[TASK PROMPT] Please show every line of the entries below that contains the string "reading", matching case exactly.

[DATA ROWS]

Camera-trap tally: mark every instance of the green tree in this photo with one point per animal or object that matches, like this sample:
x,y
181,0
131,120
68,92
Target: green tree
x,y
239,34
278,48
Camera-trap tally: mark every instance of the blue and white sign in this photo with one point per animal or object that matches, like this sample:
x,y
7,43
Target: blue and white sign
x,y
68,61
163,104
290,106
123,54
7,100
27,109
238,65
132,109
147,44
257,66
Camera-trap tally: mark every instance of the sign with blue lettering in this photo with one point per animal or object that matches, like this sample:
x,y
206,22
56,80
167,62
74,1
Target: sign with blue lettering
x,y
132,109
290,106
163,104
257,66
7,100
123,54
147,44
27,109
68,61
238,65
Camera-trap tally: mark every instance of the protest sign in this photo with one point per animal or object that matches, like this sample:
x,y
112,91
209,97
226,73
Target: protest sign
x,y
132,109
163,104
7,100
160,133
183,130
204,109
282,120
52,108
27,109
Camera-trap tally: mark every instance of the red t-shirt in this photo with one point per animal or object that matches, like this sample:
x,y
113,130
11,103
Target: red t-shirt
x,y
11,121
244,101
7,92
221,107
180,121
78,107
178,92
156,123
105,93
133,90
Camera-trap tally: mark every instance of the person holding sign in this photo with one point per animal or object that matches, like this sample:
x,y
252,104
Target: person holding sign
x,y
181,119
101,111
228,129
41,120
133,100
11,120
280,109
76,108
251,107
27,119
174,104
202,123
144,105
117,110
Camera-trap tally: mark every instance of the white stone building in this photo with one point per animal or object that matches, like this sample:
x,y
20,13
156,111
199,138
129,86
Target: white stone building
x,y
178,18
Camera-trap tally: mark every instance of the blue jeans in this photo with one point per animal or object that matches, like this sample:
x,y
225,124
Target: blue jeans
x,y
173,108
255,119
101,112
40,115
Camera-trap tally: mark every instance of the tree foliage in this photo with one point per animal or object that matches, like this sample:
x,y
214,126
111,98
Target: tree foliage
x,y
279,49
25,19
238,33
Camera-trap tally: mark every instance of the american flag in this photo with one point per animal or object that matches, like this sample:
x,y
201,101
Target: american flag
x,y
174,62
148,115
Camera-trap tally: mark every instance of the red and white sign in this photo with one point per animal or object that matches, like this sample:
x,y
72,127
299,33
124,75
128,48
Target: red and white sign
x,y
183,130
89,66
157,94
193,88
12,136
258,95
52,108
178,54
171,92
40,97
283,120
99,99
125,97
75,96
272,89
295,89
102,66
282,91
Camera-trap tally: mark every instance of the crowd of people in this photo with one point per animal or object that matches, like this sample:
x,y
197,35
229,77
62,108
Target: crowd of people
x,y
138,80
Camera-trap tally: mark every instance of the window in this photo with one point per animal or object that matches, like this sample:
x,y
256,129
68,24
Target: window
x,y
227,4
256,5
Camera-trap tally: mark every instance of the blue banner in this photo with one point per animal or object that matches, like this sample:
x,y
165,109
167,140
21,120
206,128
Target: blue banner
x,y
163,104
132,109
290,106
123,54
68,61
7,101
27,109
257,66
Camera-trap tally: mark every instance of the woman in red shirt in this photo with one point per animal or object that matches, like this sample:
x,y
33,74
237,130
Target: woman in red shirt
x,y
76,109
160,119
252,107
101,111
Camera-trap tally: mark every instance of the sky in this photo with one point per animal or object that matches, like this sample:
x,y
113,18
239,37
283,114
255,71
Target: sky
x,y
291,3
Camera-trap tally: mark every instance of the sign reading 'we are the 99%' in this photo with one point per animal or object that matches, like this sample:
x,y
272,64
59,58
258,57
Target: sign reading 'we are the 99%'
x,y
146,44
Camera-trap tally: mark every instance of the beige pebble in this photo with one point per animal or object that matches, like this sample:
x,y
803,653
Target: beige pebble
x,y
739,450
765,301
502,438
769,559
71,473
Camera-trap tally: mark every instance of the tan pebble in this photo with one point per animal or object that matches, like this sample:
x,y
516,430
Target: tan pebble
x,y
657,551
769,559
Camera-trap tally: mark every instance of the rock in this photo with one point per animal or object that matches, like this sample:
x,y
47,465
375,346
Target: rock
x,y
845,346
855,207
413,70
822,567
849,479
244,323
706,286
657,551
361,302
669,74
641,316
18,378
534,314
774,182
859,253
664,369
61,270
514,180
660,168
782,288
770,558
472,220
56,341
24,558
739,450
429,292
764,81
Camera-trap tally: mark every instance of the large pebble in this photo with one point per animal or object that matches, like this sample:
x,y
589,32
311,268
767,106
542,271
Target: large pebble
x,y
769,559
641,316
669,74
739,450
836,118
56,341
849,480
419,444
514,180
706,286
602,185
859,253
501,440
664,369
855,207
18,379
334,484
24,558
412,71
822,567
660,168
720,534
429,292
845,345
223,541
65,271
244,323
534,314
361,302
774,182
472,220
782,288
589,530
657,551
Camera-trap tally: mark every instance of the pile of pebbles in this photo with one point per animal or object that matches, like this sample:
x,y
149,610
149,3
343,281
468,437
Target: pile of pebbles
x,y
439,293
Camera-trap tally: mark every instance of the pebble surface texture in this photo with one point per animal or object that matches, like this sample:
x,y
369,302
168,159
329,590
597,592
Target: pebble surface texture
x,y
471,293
==
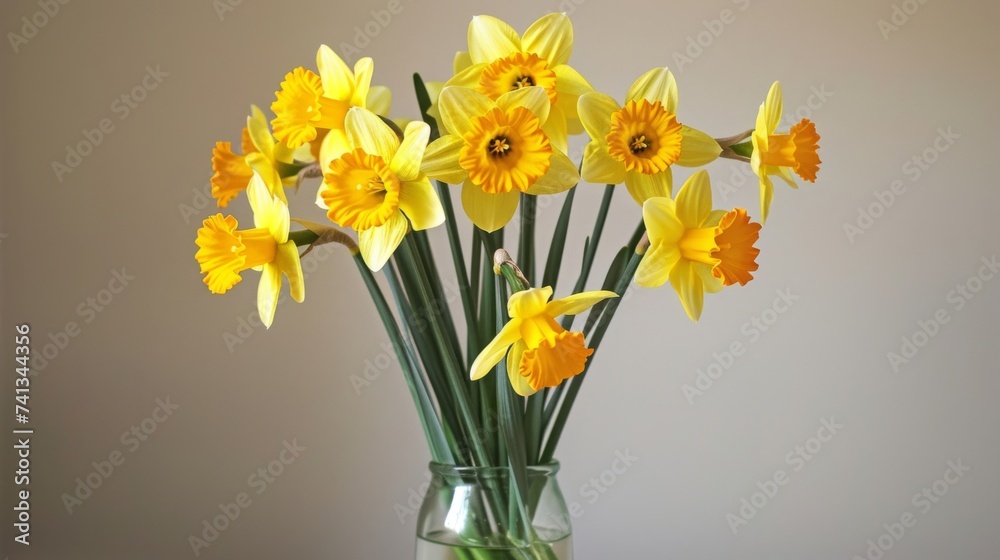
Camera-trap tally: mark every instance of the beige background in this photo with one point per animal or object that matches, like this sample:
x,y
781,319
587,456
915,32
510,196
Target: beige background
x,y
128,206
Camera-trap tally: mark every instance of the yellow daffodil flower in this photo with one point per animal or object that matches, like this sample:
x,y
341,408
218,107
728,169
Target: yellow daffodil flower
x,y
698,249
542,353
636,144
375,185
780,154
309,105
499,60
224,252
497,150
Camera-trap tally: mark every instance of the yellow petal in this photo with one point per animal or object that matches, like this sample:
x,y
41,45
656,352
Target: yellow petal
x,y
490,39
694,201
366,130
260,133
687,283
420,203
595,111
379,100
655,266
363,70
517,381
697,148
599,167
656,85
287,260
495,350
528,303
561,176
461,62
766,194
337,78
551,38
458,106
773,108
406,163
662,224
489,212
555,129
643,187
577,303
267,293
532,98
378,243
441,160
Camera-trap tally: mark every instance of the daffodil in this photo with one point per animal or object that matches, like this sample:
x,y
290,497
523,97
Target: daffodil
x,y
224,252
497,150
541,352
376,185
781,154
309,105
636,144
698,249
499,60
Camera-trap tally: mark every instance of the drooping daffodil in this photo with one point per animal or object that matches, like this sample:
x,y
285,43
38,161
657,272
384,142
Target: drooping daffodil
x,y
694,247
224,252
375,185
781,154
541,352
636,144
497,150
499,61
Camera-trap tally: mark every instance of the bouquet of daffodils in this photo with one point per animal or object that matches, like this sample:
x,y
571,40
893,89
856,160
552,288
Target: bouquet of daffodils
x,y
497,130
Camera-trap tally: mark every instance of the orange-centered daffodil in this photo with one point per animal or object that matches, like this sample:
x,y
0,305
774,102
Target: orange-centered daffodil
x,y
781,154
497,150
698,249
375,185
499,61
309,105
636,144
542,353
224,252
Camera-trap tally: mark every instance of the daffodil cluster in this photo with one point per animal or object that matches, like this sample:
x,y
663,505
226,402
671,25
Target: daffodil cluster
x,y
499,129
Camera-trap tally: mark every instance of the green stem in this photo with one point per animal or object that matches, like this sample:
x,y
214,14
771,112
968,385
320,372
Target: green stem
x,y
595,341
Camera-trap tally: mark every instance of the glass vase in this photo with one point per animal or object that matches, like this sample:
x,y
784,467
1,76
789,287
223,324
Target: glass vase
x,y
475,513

[TASK RESPONSE]
Camera-trap tally: mark every instance of the sign reading 'we are the 99%' in this photo with one point per animal or object that matches, like this sample:
Target: sign reading 'we are the 99%'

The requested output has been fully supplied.